- Work to be completed: Copy the following lines word for word, leaving nothing out and changing nothing.

+ + +

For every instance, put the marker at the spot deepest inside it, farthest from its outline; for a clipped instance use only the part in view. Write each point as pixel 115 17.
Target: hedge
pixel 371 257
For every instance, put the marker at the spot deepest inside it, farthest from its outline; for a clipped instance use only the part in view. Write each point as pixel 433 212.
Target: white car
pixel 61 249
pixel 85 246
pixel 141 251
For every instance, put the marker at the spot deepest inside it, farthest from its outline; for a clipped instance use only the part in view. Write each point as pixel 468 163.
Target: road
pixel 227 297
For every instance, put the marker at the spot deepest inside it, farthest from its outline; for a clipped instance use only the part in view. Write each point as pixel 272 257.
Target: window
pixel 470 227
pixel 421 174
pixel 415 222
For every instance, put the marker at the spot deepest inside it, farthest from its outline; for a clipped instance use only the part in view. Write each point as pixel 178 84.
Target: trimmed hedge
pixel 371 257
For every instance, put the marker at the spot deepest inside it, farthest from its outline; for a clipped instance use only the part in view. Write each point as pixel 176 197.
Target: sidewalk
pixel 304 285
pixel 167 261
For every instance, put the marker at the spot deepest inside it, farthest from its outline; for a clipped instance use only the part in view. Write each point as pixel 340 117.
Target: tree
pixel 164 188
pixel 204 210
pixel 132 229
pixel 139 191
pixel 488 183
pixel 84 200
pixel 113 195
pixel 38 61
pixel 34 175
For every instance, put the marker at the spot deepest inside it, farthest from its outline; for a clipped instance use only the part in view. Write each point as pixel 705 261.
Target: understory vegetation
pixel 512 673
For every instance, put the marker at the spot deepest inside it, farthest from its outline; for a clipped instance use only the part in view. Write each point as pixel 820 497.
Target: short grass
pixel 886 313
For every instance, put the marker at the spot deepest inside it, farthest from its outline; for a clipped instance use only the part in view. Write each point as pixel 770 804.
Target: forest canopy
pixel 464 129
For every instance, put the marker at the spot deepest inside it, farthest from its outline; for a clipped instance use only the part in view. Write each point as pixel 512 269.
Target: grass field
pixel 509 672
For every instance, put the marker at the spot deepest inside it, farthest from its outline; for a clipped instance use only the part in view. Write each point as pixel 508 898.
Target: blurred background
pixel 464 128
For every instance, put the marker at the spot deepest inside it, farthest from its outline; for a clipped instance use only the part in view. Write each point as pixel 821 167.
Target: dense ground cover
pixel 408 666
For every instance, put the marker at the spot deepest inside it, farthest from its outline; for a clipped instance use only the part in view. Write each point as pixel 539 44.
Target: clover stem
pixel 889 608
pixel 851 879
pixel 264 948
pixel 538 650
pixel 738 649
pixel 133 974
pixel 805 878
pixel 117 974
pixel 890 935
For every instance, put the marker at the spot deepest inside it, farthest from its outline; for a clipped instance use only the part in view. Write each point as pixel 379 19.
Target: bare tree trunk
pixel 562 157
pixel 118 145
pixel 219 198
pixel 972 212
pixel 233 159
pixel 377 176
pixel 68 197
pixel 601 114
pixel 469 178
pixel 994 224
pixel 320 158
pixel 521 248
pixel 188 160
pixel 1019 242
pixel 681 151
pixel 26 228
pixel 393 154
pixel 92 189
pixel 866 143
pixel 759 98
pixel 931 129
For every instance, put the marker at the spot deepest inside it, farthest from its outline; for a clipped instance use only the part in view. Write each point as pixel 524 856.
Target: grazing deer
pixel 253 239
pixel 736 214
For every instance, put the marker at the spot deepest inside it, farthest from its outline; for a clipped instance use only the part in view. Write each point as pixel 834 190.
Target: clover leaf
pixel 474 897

+ + +

- Response:
For every instance, put the marker at the spot deepest inside it, farthest from its outline; for a clipped instance use only the part in view. Write each point as pixel 115 17.
Target: hedge
pixel 371 257
For every instance, put the marker at the spot deepest inside it, farthest from its outline; for a clipped instance use only the part in view. Write each point as pixel 433 212.
Target: white car
pixel 61 249
pixel 85 246
pixel 141 251
For every instance, put the marker at the spot deepest inside it, farthest from its outline; for a clipped instance use only the part in view. Write each point as pixel 468 163.
Target: road
pixel 227 297
For every instance, put the marker at the spot deepest inside it, farthest from its outline; for a clipped instance use only the part in view. Write each point as pixel 272 257.
Target: window
pixel 470 227
pixel 421 174
pixel 415 222
For every instance, put the marker at the spot deepest inside it, farthest from its outline; for a clipped instance use only the part in view. Write each point as pixel 178 84.
Target: trimmed hedge
pixel 371 257
For every instance, put the marker at the spot deepest inside it, farthest from its outline; for a clipped instance use only the part in view. Write each point as pixel 176 197.
Target: sidewalk
pixel 304 285
pixel 167 261
For every instance, put the marker at the spot deepest inside it, farthest from its outline; for a clipped instance use only the part in view. Write each point as pixel 340 117.
Target: tree
pixel 164 188
pixel 204 210
pixel 132 229
pixel 139 191
pixel 488 183
pixel 84 200
pixel 113 195
pixel 38 61
pixel 34 175
For every instance, put the marker at the spot deepest inside it, farthest from its outline; for a clipped instance use only the part in view. Write each point as pixel 705 261.
Target: understory vegetation
pixel 512 673
For every instance, put the marker at the spot deepest inside it, farthest from its outline; for a clipped instance use only the part in view. Write each point as pixel 820 497.
Target: short grass
pixel 886 313
For every instance, put the marker at the spot deepest inside it, farthest from its outline; for a clipped instance use only the part in view. Write each point as pixel 770 804.
Target: forest canopy
pixel 464 129
For every instance, put the marker at the spot deepest inside it, farthest from its outline; for a clipped instance use only the part in view. Write each point as pixel 512 269.
Target: grass field
pixel 509 672
For every instance, put the marker at the spot deepest inside it, farthest from its outline; for a clipped instance use only the part in view. Write each point as pixel 508 898.
Target: blurred background
pixel 464 128
For every instance, put the marker at the spot deepest inside it, farthest from its outline; for a clipped instance use only the part in view. Write each point as pixel 821 167.
Target: dense ground cover
pixel 408 666
For every instance, put the marker at the spot deepest inside it, farthest from its outline; for a clipped instance use only the part in view. Write each point as pixel 539 44.
Target: clover stem
pixel 889 608
pixel 851 879
pixel 264 948
pixel 538 650
pixel 738 649
pixel 133 974
pixel 805 878
pixel 117 974
pixel 890 935
For every instance, put the marker at the spot deepest inside it, farthest from its outline; for a clipped instance use only the part in view. Write each point as pixel 379 19.
Target: bare tree trunk
pixel 562 157
pixel 118 145
pixel 219 198
pixel 972 212
pixel 233 159
pixel 377 176
pixel 68 197
pixel 601 114
pixel 469 178
pixel 994 224
pixel 320 158
pixel 521 248
pixel 188 160
pixel 1019 242
pixel 681 151
pixel 26 228
pixel 393 154
pixel 92 189
pixel 866 143
pixel 759 98
pixel 931 129
For every instance, put the marker at the spot deepest inside it, farthest from its outline; for a clipped instance use only the part in view. Write each point as pixel 524 856.
Target: grazing deer
pixel 253 239
pixel 736 214
For every instance, put the marker at the spot deepest inside it, farthest from its outline; for a clipped instance use only the part in view. Write each point as pixel 834 190.
Target: clover leaf
pixel 474 897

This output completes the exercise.